### REQUIRED WORK
The records beneath should be restated word for word.

### DATA
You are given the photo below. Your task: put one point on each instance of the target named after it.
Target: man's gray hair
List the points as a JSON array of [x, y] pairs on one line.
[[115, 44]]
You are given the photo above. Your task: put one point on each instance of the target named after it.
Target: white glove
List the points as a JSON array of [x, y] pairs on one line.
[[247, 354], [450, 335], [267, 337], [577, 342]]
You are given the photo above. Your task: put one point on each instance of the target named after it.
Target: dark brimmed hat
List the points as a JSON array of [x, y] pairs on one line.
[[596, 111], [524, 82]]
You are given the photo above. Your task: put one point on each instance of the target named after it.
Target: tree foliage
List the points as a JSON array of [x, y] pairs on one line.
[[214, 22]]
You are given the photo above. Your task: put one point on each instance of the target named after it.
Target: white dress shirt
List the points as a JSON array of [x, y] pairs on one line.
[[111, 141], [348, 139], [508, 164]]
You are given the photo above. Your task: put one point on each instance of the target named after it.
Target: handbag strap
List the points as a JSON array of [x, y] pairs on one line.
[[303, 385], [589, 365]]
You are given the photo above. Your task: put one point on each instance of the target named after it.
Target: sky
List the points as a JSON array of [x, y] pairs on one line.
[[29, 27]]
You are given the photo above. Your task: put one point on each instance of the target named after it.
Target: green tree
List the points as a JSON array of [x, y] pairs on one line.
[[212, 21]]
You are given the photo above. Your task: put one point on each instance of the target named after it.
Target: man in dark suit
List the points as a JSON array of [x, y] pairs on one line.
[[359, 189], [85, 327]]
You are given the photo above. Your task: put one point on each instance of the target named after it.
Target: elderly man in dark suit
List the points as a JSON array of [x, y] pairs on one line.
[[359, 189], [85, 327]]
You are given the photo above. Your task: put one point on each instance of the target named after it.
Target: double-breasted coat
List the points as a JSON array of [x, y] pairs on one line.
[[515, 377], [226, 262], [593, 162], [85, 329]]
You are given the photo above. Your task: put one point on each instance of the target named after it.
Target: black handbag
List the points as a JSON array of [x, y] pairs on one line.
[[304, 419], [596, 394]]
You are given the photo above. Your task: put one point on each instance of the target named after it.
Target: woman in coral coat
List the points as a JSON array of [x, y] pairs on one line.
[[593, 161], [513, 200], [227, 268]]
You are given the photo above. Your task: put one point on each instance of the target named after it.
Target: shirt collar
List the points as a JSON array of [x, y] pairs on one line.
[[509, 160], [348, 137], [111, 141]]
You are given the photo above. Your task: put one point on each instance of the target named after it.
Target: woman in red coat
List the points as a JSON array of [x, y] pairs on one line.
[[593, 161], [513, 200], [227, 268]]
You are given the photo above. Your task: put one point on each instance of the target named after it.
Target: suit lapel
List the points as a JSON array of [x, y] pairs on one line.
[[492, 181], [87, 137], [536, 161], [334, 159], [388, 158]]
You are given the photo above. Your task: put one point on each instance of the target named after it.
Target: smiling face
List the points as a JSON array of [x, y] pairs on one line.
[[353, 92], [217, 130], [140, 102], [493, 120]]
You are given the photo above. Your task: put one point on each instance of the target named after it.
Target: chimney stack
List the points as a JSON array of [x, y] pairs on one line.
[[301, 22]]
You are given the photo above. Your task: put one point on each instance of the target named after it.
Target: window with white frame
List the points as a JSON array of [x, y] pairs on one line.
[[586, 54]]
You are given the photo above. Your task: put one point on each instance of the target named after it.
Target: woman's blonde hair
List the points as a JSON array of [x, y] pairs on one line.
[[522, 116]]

### YOUR RESPONSE
You are given the photo below. Your task: put one point on each instance of the target named after it.
Target: man's gray hair
List the points as a JSON array of [x, y] pairs on one line.
[[115, 44]]
You are given the photo above. Your task: put one point on each instance of the target named after it.
Target: white glove
List the points as a JSON array of [x, y] pairs on one line.
[[247, 354], [450, 335], [267, 337], [577, 342]]
You are given the photo above. Your task: put one point on each instance of the target named after it.
Target: dark brimmed hat
List the points as a JSON array of [x, y] pairs on one line.
[[596, 111], [524, 82]]
You are given the photo above. Your task: put one point on each instance of the target named after it.
Target: tree foliage
List the points as a JSON array of [x, y] pairs on one line.
[[214, 22]]
You are given the photo above. Your task: put one point on each instance of the target named after it.
Target: white dress shirt
List the points as a JSON array of [x, y] pairs on one line.
[[111, 141], [348, 139], [508, 164]]
You are given the photo above. Your task: put one point on each instance of the target named after it.
Target: handbag strap
List the points as a JSON array of [x, y] pairs on one line.
[[303, 385], [589, 365]]
You are given the photo above. Your task: put one point on each instance of the target named after it.
Target: sky
List the points as a JSON array of [x, y] pairs on one line.
[[29, 27]]
You are given the photo above. Your task: put one point on each instance of the target named after it.
Target: green tree
List the points as a JSON array of [x, y] pairs on one line.
[[212, 21]]
You are given the photo above. Your task: put one point on each instance of the target named after it.
Target: man in dark suit
List the points as a JSON array of [x, y] pairs on one line.
[[359, 189], [85, 327]]
You are given the photo above. Your task: put one point on each instance of the target named after it.
Target: elderly man in dark suit
List the points as a JSON array of [x, y] pairs on one line.
[[359, 189], [85, 327]]
You are given the photo above. Your task: put one point on each instance of the target named after it.
Target: double-breasted coat
List the points as a JSON array of [x, y] pairs on one line.
[[515, 377], [226, 262], [593, 162], [85, 329]]
You are given the photo above. Your task: put one point on each instance of the target named after it.
Target: black handbag
List the points as a JSON array of [x, y] pairs on one line.
[[304, 419], [596, 394]]
You are given the photo above. Your task: put one point on each instance of the target named after it.
Target: woman in coral coat
List the points as a JSON array of [x, y] pairs on one line.
[[593, 161], [513, 200], [227, 268]]
You are given the photo above. Your task: put one point on each instance of the target named after it.
Target: shirt collar
List the points as a JSON array of [x, y] pairs on one line.
[[509, 160], [348, 137], [111, 141]]
You are given the photo above. Your task: put one point on each instance of the target named after it.
Target: woman in red coat
List the points as a JSON array of [x, y] pairs on one line.
[[593, 161], [513, 200], [227, 268]]
You are given the photo above. Your task: put one point on each instance of the target named after it.
Target: suit lapel
List the points as a JSON array of [x, y] pairs on one line.
[[492, 181], [87, 137], [536, 161], [334, 159], [388, 158]]
You are given the photo above. Your task: put one point on each instance of the target named after it.
Target: smiling face
List the points as a JSON array of [x, y] pairs on one line.
[[353, 92], [217, 130], [140, 102], [493, 120]]
You are given the photo above. Your task: put one point on each instance of the target named after it.
Target: chimney stack
List the points as a JSON array of [x, y] pairs on one line.
[[301, 22]]
You are given the photo above. Your task: put one point on each instance of the target named after it.
Target: window with white frame
List the points as a JSON array of [x, y] pairs on one line.
[[586, 54]]
You are given the photo above. Your task: put one point on each instance of the target named after it.
Target: woman's blonde hair
List the points as a JSON array of [x, y] pairs on one line.
[[522, 116]]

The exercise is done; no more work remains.